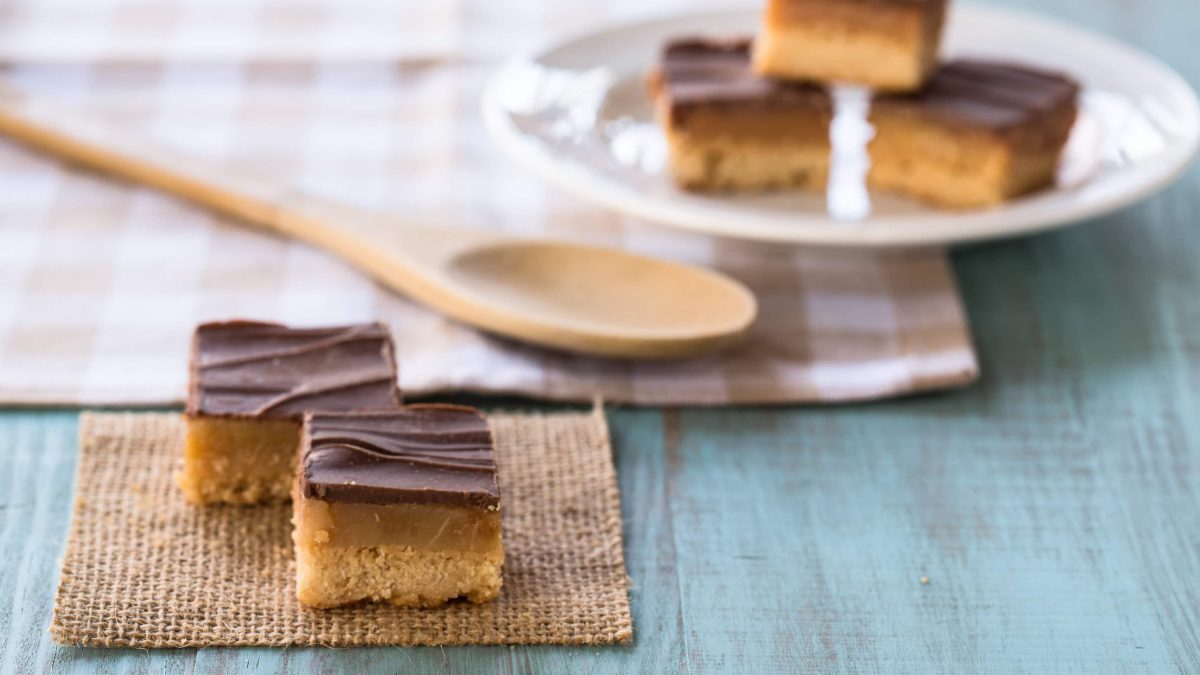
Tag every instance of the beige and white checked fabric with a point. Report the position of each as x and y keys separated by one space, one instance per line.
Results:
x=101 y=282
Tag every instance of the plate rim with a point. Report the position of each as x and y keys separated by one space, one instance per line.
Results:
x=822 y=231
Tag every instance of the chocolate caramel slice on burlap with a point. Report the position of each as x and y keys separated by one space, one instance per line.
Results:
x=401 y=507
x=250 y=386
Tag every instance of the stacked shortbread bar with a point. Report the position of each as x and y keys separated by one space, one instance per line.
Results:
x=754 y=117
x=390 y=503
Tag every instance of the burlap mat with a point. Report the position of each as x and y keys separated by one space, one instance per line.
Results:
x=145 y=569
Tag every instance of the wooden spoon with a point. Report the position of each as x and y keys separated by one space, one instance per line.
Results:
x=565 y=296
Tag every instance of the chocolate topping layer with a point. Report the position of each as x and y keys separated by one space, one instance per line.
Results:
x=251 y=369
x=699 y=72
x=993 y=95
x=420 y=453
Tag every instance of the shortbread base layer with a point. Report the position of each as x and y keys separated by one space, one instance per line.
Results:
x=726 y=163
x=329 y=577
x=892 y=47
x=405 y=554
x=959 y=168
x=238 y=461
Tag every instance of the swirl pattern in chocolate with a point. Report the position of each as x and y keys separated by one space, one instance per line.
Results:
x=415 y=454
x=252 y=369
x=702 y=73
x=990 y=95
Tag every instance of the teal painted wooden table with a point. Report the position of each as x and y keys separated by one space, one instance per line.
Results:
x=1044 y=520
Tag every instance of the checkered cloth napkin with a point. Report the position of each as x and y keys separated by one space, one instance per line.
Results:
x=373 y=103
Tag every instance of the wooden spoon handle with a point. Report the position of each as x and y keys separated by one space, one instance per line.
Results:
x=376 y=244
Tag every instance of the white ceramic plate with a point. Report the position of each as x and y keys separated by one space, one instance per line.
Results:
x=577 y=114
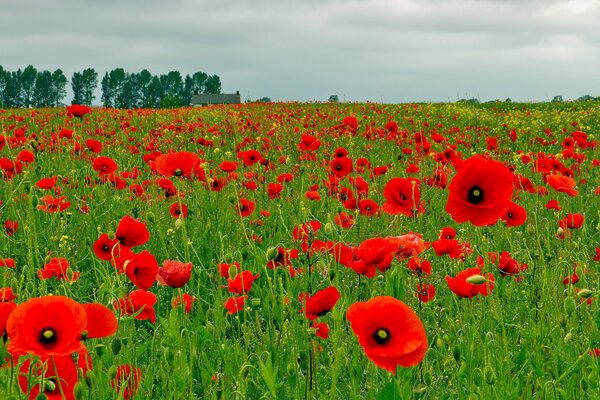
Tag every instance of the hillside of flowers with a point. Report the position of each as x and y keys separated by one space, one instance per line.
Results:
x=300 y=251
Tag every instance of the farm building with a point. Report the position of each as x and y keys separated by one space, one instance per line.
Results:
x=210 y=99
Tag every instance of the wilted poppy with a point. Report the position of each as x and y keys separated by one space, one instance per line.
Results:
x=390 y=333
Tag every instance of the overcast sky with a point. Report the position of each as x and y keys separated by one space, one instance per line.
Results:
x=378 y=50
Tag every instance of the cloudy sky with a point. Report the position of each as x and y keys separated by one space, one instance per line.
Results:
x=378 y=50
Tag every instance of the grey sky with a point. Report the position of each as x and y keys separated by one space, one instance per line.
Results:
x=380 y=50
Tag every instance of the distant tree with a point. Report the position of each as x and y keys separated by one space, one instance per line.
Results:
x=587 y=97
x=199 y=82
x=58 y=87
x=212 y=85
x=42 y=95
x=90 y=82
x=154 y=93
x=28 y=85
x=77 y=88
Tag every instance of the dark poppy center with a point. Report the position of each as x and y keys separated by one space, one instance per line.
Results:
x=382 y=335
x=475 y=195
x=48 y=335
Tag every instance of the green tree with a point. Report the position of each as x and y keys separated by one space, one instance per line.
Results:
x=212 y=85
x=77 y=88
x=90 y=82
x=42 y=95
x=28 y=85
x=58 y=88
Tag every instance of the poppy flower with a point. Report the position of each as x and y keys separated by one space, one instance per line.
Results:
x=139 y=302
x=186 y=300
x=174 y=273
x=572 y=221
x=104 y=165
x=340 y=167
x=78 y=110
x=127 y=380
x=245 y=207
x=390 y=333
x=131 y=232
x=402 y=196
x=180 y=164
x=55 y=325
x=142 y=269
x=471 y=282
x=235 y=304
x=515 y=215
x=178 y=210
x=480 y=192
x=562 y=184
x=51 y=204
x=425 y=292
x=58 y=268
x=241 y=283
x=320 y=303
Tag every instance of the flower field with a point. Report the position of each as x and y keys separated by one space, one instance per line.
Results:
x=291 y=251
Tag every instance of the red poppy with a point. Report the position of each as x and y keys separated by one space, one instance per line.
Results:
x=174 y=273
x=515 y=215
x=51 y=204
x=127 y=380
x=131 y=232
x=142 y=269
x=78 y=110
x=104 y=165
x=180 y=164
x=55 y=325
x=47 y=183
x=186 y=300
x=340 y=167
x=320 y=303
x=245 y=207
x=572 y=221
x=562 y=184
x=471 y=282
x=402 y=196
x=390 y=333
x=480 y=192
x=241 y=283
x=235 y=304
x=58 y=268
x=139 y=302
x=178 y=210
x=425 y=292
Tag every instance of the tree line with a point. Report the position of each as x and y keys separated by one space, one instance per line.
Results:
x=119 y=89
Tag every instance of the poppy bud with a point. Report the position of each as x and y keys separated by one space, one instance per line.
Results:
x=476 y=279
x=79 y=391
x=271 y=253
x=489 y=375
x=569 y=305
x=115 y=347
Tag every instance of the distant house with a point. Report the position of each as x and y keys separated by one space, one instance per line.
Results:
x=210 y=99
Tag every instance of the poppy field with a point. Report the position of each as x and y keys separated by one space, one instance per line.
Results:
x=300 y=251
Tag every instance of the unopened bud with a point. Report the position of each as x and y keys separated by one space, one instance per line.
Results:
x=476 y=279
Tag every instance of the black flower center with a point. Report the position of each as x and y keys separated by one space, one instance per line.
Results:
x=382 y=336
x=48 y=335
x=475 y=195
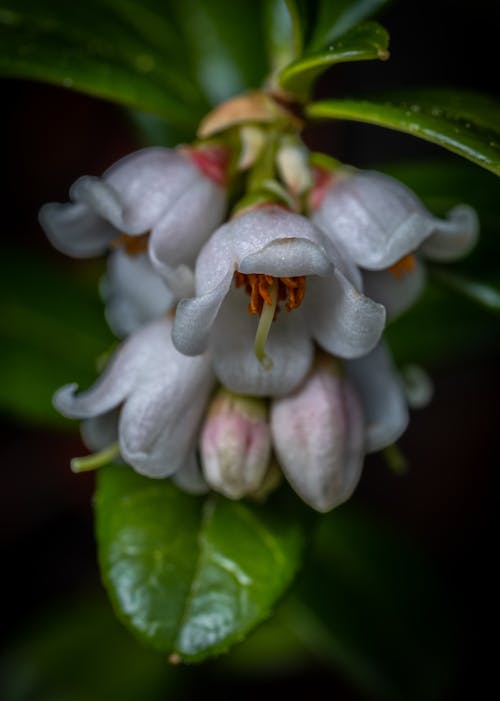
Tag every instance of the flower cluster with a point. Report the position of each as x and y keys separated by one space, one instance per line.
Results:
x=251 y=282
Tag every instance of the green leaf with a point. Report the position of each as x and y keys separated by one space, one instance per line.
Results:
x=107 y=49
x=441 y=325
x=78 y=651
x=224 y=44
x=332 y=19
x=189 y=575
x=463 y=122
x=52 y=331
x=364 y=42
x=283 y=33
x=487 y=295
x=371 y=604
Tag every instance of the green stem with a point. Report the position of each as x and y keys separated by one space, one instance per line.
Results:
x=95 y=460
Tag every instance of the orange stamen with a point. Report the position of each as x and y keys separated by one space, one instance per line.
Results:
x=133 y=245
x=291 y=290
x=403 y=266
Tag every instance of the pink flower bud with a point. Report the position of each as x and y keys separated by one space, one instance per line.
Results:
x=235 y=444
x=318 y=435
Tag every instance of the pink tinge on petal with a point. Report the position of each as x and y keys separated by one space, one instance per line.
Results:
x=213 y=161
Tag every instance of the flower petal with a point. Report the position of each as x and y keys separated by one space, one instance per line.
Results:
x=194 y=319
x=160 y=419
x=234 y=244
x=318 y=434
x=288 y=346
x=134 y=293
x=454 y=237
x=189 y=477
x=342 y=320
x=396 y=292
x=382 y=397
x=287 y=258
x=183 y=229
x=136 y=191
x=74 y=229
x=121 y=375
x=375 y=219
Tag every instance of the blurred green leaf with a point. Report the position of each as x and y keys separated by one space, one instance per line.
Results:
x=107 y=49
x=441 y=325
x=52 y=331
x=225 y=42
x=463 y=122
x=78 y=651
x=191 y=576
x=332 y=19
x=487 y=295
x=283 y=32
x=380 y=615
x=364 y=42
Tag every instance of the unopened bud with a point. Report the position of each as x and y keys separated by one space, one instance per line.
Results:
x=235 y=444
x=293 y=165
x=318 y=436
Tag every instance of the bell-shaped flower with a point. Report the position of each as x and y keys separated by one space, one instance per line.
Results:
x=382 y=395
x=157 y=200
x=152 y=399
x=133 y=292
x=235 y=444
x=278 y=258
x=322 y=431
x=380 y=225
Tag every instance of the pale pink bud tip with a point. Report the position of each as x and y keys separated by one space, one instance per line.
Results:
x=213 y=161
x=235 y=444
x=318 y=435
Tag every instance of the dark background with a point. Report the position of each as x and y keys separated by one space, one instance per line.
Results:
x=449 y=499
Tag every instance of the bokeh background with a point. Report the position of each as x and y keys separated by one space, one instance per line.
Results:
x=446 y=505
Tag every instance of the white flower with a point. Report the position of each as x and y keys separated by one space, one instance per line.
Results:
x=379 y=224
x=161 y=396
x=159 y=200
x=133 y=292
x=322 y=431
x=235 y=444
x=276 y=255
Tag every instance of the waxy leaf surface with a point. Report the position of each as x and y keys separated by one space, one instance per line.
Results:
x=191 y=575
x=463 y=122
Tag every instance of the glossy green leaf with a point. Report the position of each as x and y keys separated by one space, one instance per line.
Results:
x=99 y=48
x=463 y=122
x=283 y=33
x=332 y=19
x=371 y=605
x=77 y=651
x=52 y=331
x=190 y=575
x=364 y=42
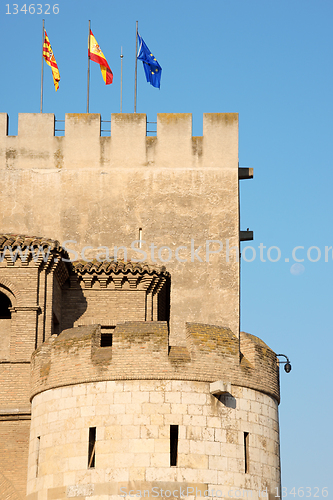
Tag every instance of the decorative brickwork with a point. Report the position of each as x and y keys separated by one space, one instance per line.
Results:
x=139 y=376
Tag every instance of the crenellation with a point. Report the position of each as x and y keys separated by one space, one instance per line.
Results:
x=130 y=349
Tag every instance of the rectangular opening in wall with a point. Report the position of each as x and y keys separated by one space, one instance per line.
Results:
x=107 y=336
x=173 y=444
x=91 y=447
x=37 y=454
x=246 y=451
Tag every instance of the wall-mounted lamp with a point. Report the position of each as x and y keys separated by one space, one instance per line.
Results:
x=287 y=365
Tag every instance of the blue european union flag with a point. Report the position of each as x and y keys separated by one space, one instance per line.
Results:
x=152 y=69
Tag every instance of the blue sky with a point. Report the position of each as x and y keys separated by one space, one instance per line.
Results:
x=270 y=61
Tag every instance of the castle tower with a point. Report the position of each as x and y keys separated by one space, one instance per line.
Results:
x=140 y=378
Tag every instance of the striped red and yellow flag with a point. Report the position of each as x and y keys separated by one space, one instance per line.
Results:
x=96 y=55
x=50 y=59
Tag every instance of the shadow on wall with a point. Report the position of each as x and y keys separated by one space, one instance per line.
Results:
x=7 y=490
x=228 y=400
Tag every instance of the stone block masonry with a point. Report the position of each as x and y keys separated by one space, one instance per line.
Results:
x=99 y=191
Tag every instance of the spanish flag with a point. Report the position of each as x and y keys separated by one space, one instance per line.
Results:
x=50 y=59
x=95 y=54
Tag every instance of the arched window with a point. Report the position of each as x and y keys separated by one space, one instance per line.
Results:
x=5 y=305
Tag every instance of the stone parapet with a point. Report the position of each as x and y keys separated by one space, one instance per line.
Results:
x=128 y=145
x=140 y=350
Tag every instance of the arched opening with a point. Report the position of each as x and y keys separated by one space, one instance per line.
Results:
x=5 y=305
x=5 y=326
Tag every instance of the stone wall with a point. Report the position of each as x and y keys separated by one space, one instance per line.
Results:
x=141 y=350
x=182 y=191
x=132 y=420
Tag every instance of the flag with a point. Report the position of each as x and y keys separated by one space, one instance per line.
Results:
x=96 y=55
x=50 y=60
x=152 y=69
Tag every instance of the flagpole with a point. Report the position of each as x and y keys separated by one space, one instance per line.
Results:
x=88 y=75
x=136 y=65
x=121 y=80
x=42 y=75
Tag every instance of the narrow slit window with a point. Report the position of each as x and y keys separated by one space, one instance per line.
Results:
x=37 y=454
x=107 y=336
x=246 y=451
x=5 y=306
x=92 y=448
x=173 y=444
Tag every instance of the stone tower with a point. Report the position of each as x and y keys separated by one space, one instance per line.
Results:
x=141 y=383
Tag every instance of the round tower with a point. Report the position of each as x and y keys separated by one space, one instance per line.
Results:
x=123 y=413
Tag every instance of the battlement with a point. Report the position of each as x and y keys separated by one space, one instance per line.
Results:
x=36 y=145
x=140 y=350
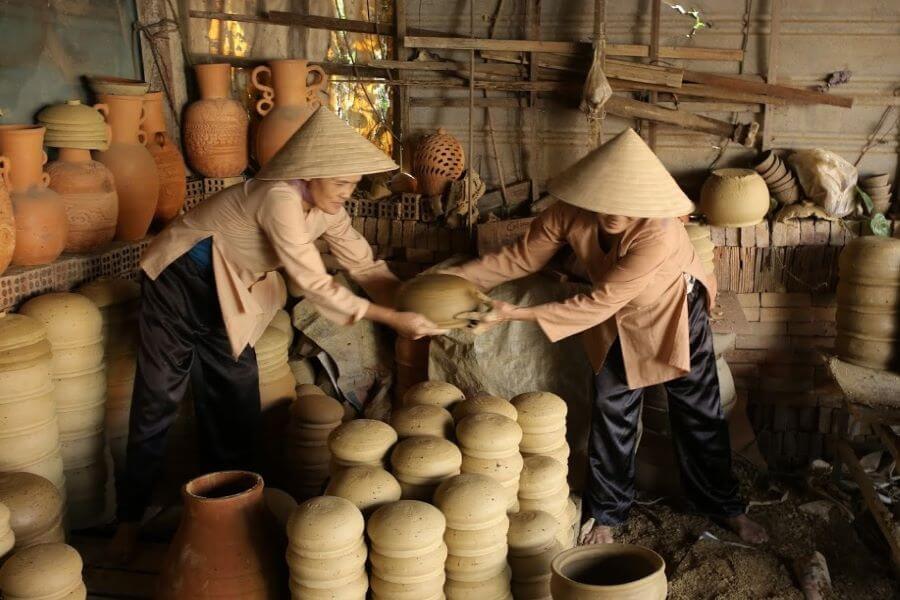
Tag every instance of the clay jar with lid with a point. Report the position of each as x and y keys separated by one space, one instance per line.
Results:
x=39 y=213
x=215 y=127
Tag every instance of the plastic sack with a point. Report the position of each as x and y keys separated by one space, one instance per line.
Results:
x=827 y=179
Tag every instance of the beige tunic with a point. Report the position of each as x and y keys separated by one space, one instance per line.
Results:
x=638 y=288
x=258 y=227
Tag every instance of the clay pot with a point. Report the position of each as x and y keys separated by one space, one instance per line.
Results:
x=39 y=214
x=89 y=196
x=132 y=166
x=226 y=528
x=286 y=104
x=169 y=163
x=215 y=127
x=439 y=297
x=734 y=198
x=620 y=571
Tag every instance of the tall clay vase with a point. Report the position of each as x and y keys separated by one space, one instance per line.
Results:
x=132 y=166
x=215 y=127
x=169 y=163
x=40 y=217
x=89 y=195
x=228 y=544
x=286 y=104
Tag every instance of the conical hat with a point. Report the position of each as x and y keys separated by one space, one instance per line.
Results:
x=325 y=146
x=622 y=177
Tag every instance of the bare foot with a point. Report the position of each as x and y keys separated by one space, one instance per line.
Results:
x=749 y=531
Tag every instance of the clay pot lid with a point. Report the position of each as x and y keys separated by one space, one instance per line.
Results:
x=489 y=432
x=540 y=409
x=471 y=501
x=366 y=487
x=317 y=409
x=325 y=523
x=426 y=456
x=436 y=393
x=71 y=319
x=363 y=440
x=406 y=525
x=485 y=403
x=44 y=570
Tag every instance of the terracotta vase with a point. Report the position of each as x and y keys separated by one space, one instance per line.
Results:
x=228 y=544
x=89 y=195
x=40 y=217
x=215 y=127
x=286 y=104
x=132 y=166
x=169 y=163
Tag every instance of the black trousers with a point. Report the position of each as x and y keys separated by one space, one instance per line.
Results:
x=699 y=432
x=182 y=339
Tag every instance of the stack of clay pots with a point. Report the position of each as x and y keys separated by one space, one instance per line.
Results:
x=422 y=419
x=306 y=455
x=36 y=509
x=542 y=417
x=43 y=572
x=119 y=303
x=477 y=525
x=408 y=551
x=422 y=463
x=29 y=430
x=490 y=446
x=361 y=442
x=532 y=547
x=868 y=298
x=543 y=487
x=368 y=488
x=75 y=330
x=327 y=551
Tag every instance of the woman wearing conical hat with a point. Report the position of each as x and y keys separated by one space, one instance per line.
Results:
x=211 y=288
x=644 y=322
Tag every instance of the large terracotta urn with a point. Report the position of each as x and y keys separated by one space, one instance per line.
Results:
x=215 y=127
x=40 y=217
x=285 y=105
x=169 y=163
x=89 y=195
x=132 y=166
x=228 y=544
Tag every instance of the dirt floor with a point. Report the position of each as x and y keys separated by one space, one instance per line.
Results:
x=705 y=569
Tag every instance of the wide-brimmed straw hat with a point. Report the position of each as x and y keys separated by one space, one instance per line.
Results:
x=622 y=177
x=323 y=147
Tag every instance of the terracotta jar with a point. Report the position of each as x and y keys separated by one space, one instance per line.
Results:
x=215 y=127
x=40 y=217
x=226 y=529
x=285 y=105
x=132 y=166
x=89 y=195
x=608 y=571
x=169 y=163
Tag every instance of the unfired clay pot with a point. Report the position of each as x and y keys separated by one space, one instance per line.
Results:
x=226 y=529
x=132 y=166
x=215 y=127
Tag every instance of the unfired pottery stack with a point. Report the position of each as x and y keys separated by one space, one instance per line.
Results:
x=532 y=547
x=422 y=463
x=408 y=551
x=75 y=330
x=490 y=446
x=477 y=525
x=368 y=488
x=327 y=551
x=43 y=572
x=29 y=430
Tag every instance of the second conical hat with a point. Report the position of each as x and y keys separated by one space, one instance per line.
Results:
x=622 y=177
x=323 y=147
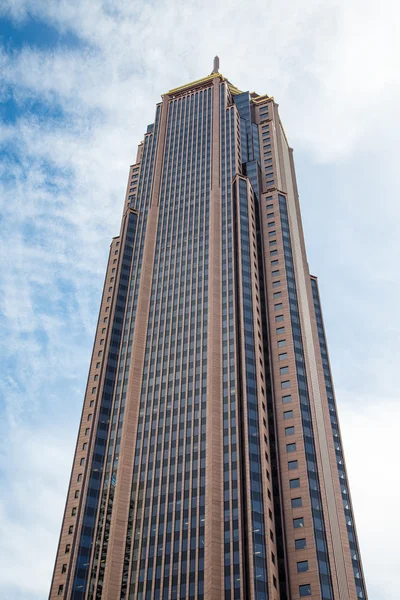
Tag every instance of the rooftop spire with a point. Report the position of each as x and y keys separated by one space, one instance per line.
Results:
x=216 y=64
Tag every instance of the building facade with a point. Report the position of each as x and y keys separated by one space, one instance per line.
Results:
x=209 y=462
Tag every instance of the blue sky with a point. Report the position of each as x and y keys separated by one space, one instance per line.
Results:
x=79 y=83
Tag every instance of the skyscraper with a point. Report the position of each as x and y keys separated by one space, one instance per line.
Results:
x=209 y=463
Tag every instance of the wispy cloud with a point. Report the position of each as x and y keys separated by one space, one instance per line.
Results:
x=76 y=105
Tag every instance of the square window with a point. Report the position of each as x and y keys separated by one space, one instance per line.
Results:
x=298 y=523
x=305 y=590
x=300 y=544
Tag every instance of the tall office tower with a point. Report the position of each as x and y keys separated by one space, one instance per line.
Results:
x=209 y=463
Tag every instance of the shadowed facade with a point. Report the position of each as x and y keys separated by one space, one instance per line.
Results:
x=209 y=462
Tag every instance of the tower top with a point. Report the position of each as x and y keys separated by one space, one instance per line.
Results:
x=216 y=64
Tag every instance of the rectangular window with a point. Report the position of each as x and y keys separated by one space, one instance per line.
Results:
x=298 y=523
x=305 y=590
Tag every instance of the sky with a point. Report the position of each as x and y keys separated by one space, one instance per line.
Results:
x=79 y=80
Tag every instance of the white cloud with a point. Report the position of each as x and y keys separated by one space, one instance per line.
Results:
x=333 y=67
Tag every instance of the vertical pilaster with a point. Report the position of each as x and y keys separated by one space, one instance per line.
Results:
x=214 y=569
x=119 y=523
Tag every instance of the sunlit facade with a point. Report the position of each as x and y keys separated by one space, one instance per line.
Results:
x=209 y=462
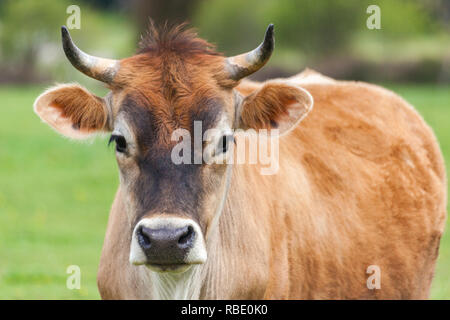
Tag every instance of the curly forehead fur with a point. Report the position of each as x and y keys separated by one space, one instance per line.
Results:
════════════════════
◆ Stated problem ◆
Copy the records above word for word, starting at the very beginning of the records and ending at the line containing "x=376 y=244", including that line. Leave the pictures out.

◆ Final answer ◆
Tag every instance of the beige and white checked fabric with a point. Report the position of each as x and y keys separated by one space, one instance per line.
Results:
x=101 y=282
Tag every instance of the plate rim with a point. Report the position of each as x and y keys separated by one space, one instance per line.
Results:
x=822 y=231
Tag every instance of the chocolate caramel slice on burlap with a point. Report the position of each as x and y keys separated by one space, one instance per line.
Results:
x=401 y=507
x=250 y=386
Tag every instance of the stacked shortbread bar with a point. Report the position of each as x and y keys separated by one space, one instance per line.
Results:
x=754 y=117
x=390 y=503
Tag every instance of the burlap mat with a point. Report the position of each as x and y keys separated by one space, one instance per line.
Results:
x=145 y=569
Tag every instance of the wooden spoon with a point. Report the position of each as x and y keys separated by one space, one instance per line.
Results:
x=565 y=296
Tag every instance of the chocolate topping layer with a point. Report the position of each as x and y keys separated by one space, one instance per line.
Results:
x=251 y=369
x=699 y=72
x=993 y=95
x=420 y=453
Tag every instance of the shortbread base layer with a point. Report the position of each as x and y keys separated by one space, one instance per line.
Results:
x=726 y=163
x=329 y=577
x=892 y=47
x=405 y=554
x=959 y=168
x=238 y=461
Tag every instance of the swirl pattern in chocolate with a point. Report the position of each as x and y keys separated by one space, one instance per line.
Results:
x=415 y=454
x=252 y=369
x=702 y=73
x=990 y=95
Tag every instance of the teal painted wooden table with a point. Report the position of each as x and y keys separated by one space, one instance per line.
Results:
x=1044 y=520
Tag every instance of the checkered cloth napkin with a point. Report the position of each as x and y keys separated by one space, one instance per line.
Results:
x=373 y=103
Tag every instance of the wooden spoon handle with a point. Report the position of each as x and y keys separated by one space, one instance per line.
Results:
x=376 y=244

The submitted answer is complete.